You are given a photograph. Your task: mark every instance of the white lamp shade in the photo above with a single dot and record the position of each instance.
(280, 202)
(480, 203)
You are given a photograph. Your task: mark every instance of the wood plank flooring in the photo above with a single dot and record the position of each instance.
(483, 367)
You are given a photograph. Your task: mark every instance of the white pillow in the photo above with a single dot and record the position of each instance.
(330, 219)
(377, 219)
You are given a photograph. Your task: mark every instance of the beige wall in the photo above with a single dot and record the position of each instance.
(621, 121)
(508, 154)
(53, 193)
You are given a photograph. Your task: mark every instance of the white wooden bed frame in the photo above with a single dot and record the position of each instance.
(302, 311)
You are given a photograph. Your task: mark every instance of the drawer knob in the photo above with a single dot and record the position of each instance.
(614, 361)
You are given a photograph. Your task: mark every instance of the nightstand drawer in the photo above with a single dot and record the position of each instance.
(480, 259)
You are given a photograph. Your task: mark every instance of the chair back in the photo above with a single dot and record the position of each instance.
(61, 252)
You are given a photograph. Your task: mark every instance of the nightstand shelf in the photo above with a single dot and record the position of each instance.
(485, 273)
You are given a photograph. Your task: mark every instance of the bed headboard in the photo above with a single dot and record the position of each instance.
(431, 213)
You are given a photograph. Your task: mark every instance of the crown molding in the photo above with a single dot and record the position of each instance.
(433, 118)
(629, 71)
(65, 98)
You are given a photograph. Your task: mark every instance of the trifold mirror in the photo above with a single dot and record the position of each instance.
__________________________________________________
- EXERCISE TASK: Can you copy all of the records above word for word, keeping their order?

- EXERCISE OUTPUT:
You are given a photograph. Your task: mark every instance of the white lamp shade in the photo above with a single dot and record the position of each instance.
(280, 202)
(480, 203)
You are given a photograph. Your task: mark every instance of the wood plank flooring in the photo above with a single dot and record the position of each instance.
(483, 367)
You are given a photograph. Your task: mark every instance of the white pillow in the photo above with a single dot and record the position of each instance.
(330, 219)
(377, 219)
You are given a photograph. Your task: mark every instance of the beige wall in the photo above with a single dot and record the position of each instance.
(621, 121)
(508, 154)
(53, 193)
You are given a photograph. Your task: mark every instance of the white wooden bed frame in the photo above with a single dot and record the position of each instance.
(302, 311)
You are given a photograph. Your task: mark every instance of the drawer knob in the photo above with a single dot and record the position of each instance.
(614, 361)
You are given a photograph. Your task: mark every instance of the nightstand drawer in the photo above with a single dot and record the position of each instance.
(480, 259)
You are given a photograph. Your task: mark every instance of the chair back in the photo above with a single dot and record the position of each instance.
(61, 252)
You are given a photograph. Your task: mark every instance of the nightstand shelf in the photo above with a single dot and record the position of each instance.
(485, 273)
You are given a photograph. Your task: mark every instance of the bed headboard in the photo above with a single dot and record the position of each instance.
(431, 213)
You are given a photograph. Your task: mark every instance of the crown molding in the photo above with a single dot and record the position of each instance.
(433, 118)
(629, 71)
(65, 98)
You are given a photograph. Your task: mark every instance of the trifold mirror in the photo above with a single dot and record the position of each instance.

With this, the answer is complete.